-- Recorded information follows --

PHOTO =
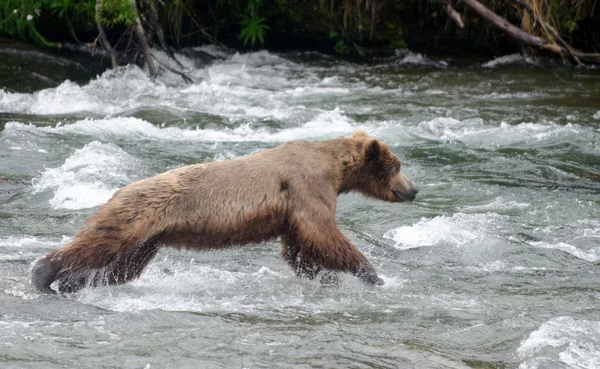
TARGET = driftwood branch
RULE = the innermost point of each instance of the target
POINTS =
(548, 28)
(138, 29)
(525, 37)
(102, 35)
(453, 14)
(157, 29)
(183, 75)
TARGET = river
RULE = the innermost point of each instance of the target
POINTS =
(495, 265)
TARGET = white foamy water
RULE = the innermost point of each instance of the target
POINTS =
(327, 124)
(88, 177)
(477, 133)
(460, 229)
(592, 255)
(572, 342)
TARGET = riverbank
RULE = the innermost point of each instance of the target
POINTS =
(123, 30)
(482, 271)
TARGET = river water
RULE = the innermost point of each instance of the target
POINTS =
(495, 265)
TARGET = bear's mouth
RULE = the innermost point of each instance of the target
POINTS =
(404, 196)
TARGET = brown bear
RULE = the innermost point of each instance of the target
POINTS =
(288, 191)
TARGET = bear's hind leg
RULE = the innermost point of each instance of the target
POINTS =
(304, 266)
(126, 268)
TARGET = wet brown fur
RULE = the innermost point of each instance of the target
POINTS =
(288, 191)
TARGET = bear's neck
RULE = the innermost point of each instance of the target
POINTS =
(347, 154)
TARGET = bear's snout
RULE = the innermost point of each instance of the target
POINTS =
(406, 195)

-- Recorded information concluded --

**Required action**: The lines above must be transcribed exactly, with every picture left out.

**Response for this exercise**:
PHOTO =
TARGET = driftwood branch
RULE = the innermost point of each instance of the target
POINTS =
(548, 28)
(138, 29)
(525, 37)
(102, 35)
(453, 14)
(157, 29)
(183, 75)
TARGET = river
RULE = the innermost point of each instance of the target
POINTS =
(495, 265)
TARGET = white foamy water
RULE = the innermost point of each instance of the target
POINTS =
(327, 124)
(88, 177)
(477, 133)
(460, 229)
(592, 255)
(572, 342)
TARGET = riverbank
RULE = the innermost point of each instance of the target
POINTS =
(123, 30)
(482, 271)
TARGET = river water
RULE = the innermost point of each instance of the target
POINTS =
(495, 265)
TARGET = bear's mouth
RULE = the innermost point of each instance of the target
POINTS =
(404, 196)
TARGET = brown bear
RULE = the innermost point of each instance of the target
POINTS =
(288, 191)
TARGET = bear's hind leg
RULE = the innermost point of each instance of the target
POINTS =
(304, 266)
(126, 268)
TARGET = wet brown fur
RULE = the innermost point of each instance of the target
POINTS =
(288, 191)
TARGET = bear's neck
RULE = the innermost point of each instance of the target
POINTS =
(347, 154)
TARGET = bear's snout
RULE = the innermost point of each instance of the target
POINTS =
(406, 195)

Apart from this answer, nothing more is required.